***** Supplied data

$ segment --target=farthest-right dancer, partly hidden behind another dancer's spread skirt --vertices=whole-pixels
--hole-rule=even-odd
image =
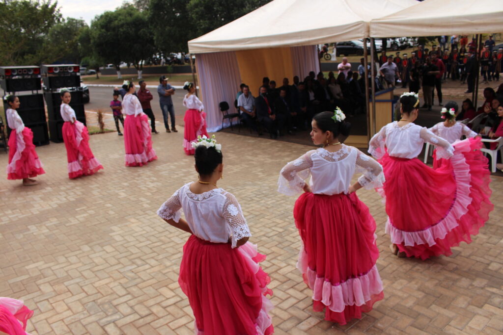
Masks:
[[[466,125],[456,122],[456,116],[458,115],[458,104],[455,101],[449,101],[445,104],[445,107],[442,108],[440,112],[441,118],[444,119],[444,122],[439,122],[429,130],[447,140],[450,144],[453,144],[456,141],[461,139],[461,136],[465,136],[466,138],[471,138],[477,136],[477,133],[472,131]],[[480,141],[480,139],[478,140]],[[446,164],[444,161],[445,158],[437,159],[437,151],[433,152],[433,168],[438,169],[442,164]]]

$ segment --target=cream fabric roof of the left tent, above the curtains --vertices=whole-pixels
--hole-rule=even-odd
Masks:
[[[189,41],[189,52],[200,54],[361,39],[369,36],[372,19],[415,4],[415,0],[274,0]],[[395,36],[406,36],[397,33]]]

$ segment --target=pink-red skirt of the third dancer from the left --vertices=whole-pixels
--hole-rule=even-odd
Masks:
[[[124,121],[124,146],[126,166],[142,166],[157,159],[152,148],[152,133],[145,114],[128,115]]]

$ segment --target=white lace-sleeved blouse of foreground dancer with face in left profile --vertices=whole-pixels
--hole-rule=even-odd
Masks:
[[[381,164],[355,147],[342,145],[336,152],[323,148],[310,150],[281,169],[278,192],[296,195],[303,191],[305,179],[315,194],[348,193],[355,172],[363,173],[358,182],[366,189],[381,187],[384,174]]]

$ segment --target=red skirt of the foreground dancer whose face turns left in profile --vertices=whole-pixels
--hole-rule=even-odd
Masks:
[[[340,324],[361,318],[384,297],[368,207],[355,193],[304,193],[293,214],[303,242],[297,267],[313,290],[313,309]]]

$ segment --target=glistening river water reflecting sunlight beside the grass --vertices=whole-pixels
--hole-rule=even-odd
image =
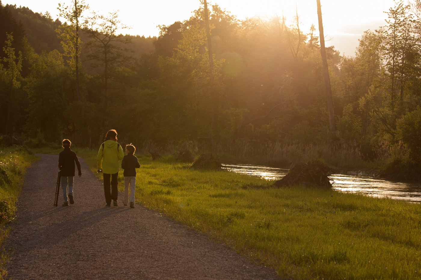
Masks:
[[[280,180],[289,169],[248,164],[222,164],[222,168],[231,172],[248,174],[266,180]],[[409,202],[421,202],[421,185],[387,181],[375,177],[332,174],[329,176],[336,190],[362,193],[377,197],[389,197]]]

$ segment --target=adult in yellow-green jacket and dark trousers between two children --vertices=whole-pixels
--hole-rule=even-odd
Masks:
[[[111,129],[105,135],[104,143],[99,147],[98,156],[96,156],[96,165],[99,170],[102,170],[104,179],[104,195],[107,207],[111,206],[111,200],[113,200],[113,206],[118,206],[117,176],[120,169],[120,161],[123,157],[123,148],[117,143],[117,131]]]

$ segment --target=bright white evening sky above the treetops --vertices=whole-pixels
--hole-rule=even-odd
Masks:
[[[341,54],[351,56],[358,46],[358,39],[367,29],[374,31],[384,26],[387,15],[384,11],[394,7],[394,0],[320,0],[326,46],[334,45]],[[3,5],[26,6],[34,12],[48,11],[56,19],[58,3],[71,5],[72,0],[3,0]],[[101,13],[119,10],[119,18],[132,28],[125,33],[132,35],[158,36],[157,25],[171,25],[192,15],[201,5],[200,0],[85,0],[91,10]],[[218,4],[238,19],[282,14],[293,20],[296,11],[300,17],[300,29],[309,32],[314,24],[318,32],[316,0],[208,0],[208,6]]]

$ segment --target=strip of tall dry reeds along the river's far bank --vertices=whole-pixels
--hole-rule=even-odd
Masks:
[[[155,151],[164,156],[174,155],[186,143],[169,141],[158,145],[153,141],[144,141],[136,146],[136,153],[147,156],[149,151]],[[213,152],[221,161],[227,163],[264,164],[288,168],[293,163],[306,161],[322,161],[337,169],[376,169],[389,157],[384,149],[378,151],[375,161],[365,160],[360,148],[344,143],[305,144],[300,142],[260,142],[236,140],[209,143],[188,142],[189,149],[198,156],[200,153]]]

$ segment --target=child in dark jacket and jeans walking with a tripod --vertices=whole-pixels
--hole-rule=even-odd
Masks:
[[[82,172],[80,171],[80,162],[79,159],[77,159],[76,153],[70,150],[70,145],[72,145],[72,142],[70,142],[69,139],[64,139],[61,144],[64,148],[64,150],[59,154],[61,188],[63,189],[64,198],[63,206],[69,206],[67,199],[67,185],[69,185],[70,204],[75,203],[73,200],[73,177],[75,177],[75,162],[77,170],[79,171],[79,177],[82,176]]]

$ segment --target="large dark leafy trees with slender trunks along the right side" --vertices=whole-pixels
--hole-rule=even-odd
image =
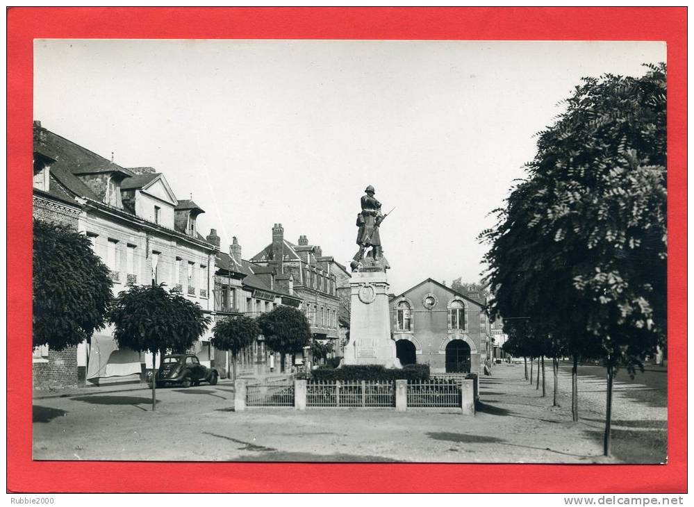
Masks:
[[[647,67],[584,78],[481,235],[509,349],[572,357],[574,419],[579,361],[604,363],[606,455],[615,369],[666,349],[666,66]]]

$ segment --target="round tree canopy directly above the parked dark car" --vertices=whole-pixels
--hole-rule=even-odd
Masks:
[[[119,347],[183,353],[204,333],[210,318],[199,304],[163,285],[131,286],[115,299],[108,313]]]

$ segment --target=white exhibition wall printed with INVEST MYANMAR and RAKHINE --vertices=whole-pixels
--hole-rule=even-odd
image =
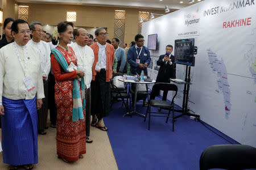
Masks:
[[[237,3],[242,7],[235,7]],[[236,141],[256,147],[254,3],[251,0],[206,0],[143,23],[142,35],[147,44],[147,35],[158,33],[159,50],[151,51],[152,61],[165,53],[167,44],[174,45],[176,39],[195,38],[198,54],[195,67],[191,67],[193,84],[189,109]],[[204,11],[212,8],[210,15],[204,15]],[[221,8],[227,10],[221,11]],[[199,22],[185,24],[186,20],[193,19],[199,19]],[[240,19],[246,19],[246,25],[233,27]],[[223,27],[228,21],[232,27]],[[153,63],[150,71],[152,78],[156,78]],[[177,65],[177,78],[184,79],[184,70],[185,66]],[[182,90],[183,86],[179,86],[176,103],[180,106]],[[168,97],[170,99],[171,95]]]

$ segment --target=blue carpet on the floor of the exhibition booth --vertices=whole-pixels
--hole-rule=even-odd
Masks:
[[[135,114],[132,118],[122,117],[124,108],[121,102],[115,103],[110,116],[104,118],[115,159],[121,170],[199,169],[200,155],[205,148],[230,144],[188,116],[177,118],[174,132],[171,129],[171,118],[166,124],[164,117],[151,117],[149,131],[148,118],[144,122],[144,118]],[[146,108],[138,103],[137,111],[144,114]],[[237,143],[231,138],[229,141]]]

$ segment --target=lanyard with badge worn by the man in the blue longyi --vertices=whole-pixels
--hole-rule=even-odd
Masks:
[[[31,80],[30,76],[28,76],[27,73],[26,73],[27,61],[28,61],[28,59],[30,59],[30,57],[28,57],[28,54],[27,54],[27,47],[25,48],[26,49],[26,56],[25,56],[25,59],[24,59],[24,66],[22,65],[22,61],[20,59],[19,51],[18,51],[18,48],[17,48],[16,44],[14,44],[14,47],[15,47],[16,55],[19,58],[20,66],[22,67],[23,72],[25,74],[25,78],[23,79],[23,82],[26,85],[27,90],[31,91],[31,90],[33,90],[35,88],[35,86],[34,86],[32,80]]]

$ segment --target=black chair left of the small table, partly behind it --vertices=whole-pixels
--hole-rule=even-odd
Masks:
[[[114,104],[115,101],[122,101],[122,106],[125,105],[125,108],[127,112],[130,112],[130,107],[129,107],[129,99],[130,95],[128,94],[126,88],[118,88],[117,86],[114,85],[113,79],[110,80],[110,104],[111,107]],[[118,100],[121,99],[121,100]],[[125,102],[126,99],[126,102]]]

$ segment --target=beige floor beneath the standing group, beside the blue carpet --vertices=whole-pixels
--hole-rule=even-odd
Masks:
[[[63,160],[57,159],[56,129],[47,129],[46,135],[38,135],[39,163],[35,165],[34,169],[118,169],[108,134],[91,126],[90,137],[93,139],[93,143],[86,143],[86,154],[84,158],[79,159],[75,163],[65,163]],[[2,153],[0,154],[0,169],[8,169],[8,165],[3,163]]]

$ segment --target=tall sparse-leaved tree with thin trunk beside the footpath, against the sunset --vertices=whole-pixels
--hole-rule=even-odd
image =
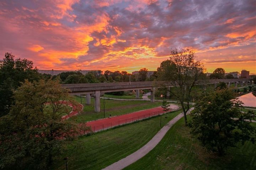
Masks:
[[[162,87],[173,86],[166,89],[180,102],[185,125],[187,125],[187,112],[190,109],[192,91],[203,75],[203,66],[196,60],[193,51],[188,49],[175,49],[171,51],[170,60],[163,61],[158,68],[158,79],[165,81]]]

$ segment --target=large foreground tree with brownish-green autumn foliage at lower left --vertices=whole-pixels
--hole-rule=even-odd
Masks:
[[[25,81],[14,92],[15,105],[0,118],[0,169],[49,169],[63,144],[78,135],[63,102],[74,105],[67,89],[57,81]]]

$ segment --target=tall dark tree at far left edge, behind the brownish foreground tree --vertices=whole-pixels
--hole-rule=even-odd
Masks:
[[[9,113],[13,90],[17,89],[25,79],[29,81],[39,80],[41,75],[37,68],[33,67],[33,62],[27,59],[17,58],[11,53],[5,53],[3,63],[0,64],[0,117]]]

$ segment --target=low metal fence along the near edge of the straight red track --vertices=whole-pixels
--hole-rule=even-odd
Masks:
[[[172,108],[167,113],[177,111],[178,109],[180,109],[180,108],[179,107]],[[155,117],[155,116],[162,115],[162,114],[165,114],[165,112],[164,111],[162,111],[162,112],[152,112],[152,113],[147,113],[147,114],[143,114],[143,115],[134,116],[134,117],[131,117],[131,118],[119,119],[119,120],[115,120],[115,121],[111,121],[111,118],[108,118],[108,120],[110,120],[110,122],[103,123],[101,125],[90,126],[90,127],[91,127],[92,131],[98,132],[98,131],[102,131],[102,130],[106,130],[106,129],[111,129],[111,128],[114,128],[116,126],[130,124],[130,123],[133,123],[135,121],[148,119],[148,118]]]

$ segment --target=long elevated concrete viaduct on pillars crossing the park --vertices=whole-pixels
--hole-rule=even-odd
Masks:
[[[248,85],[248,82],[252,83],[252,79],[241,78],[241,79],[210,79],[206,83],[200,84],[214,84],[215,87],[219,82],[227,83],[228,87],[230,83],[235,82],[235,87],[238,83],[241,86]],[[155,101],[155,87],[157,84],[163,84],[163,81],[144,81],[144,82],[123,82],[123,83],[90,83],[90,84],[63,84],[63,88],[70,89],[71,95],[86,95],[86,104],[91,103],[91,96],[95,98],[94,110],[100,112],[100,96],[106,92],[115,91],[129,91],[136,90],[136,98],[139,98],[139,90],[150,89],[151,91],[151,102]],[[167,86],[168,87],[168,86]],[[171,86],[169,86],[171,87]],[[167,93],[167,97],[170,93]]]

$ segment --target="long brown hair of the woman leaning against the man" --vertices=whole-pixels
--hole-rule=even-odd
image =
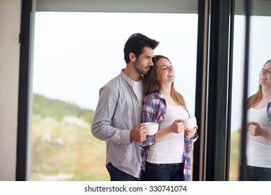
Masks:
[[[166,56],[162,56],[162,55],[153,56],[153,66],[150,68],[150,71],[148,72],[148,74],[144,75],[144,79],[145,79],[144,94],[145,95],[148,95],[153,92],[158,92],[161,89],[161,84],[160,84],[160,81],[158,81],[157,79],[157,73],[156,73],[157,72],[156,63],[160,59],[167,59],[169,61],[169,59]],[[182,105],[183,107],[185,107],[185,109],[187,109],[186,104],[185,104],[185,98],[183,98],[183,95],[180,95],[180,93],[176,91],[176,89],[174,88],[174,82],[172,82],[171,84],[171,96],[173,98],[173,101],[176,102],[176,104]]]

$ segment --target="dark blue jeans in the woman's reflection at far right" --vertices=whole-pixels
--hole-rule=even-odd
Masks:
[[[271,181],[271,169],[247,166],[247,181]]]

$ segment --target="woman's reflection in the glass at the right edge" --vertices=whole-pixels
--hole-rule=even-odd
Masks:
[[[271,60],[258,80],[258,92],[248,98],[247,180],[271,180]]]

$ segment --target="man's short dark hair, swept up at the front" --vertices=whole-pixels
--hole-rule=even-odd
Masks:
[[[126,63],[130,62],[129,54],[130,52],[134,53],[136,57],[143,53],[144,47],[150,47],[151,49],[155,49],[159,45],[154,39],[150,39],[147,36],[142,35],[141,33],[134,33],[130,38],[128,38],[127,42],[124,46],[124,60]]]

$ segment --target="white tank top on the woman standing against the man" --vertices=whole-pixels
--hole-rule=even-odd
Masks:
[[[173,107],[167,104],[167,111],[164,120],[160,124],[160,129],[171,125],[176,119],[185,119],[188,116],[183,107]],[[181,134],[168,134],[161,141],[150,146],[147,162],[154,164],[183,163],[184,146],[184,132]]]

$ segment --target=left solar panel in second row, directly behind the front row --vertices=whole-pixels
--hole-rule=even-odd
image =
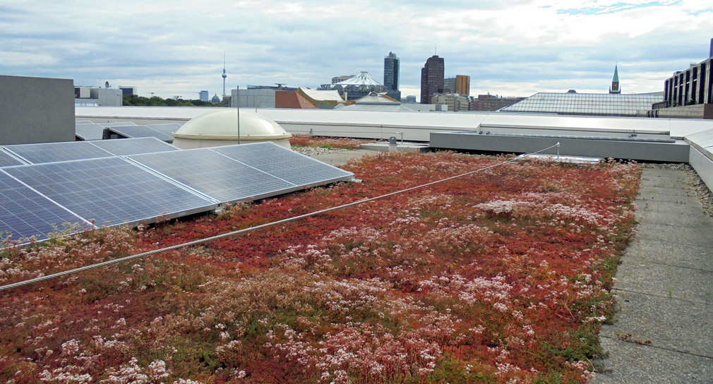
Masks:
[[[6,145],[5,149],[31,164],[111,156],[111,153],[88,141]]]

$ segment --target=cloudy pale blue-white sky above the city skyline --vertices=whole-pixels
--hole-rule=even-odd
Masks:
[[[632,0],[22,1],[0,3],[0,74],[135,85],[198,98],[227,88],[317,88],[401,58],[402,95],[419,95],[434,52],[471,95],[625,93],[707,58],[713,1]],[[623,0],[625,1],[625,0]]]

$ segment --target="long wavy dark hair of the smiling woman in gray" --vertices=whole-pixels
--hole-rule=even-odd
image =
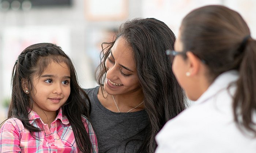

**********

Look above for every line with the word "river" and copy it.

$ segment --target=glistening river water reflecting sunlight beside the grass --vertices=whole-pixels
$ segment --target=strip of tall dry reeds along the river's far bank --vertices=whole-pixels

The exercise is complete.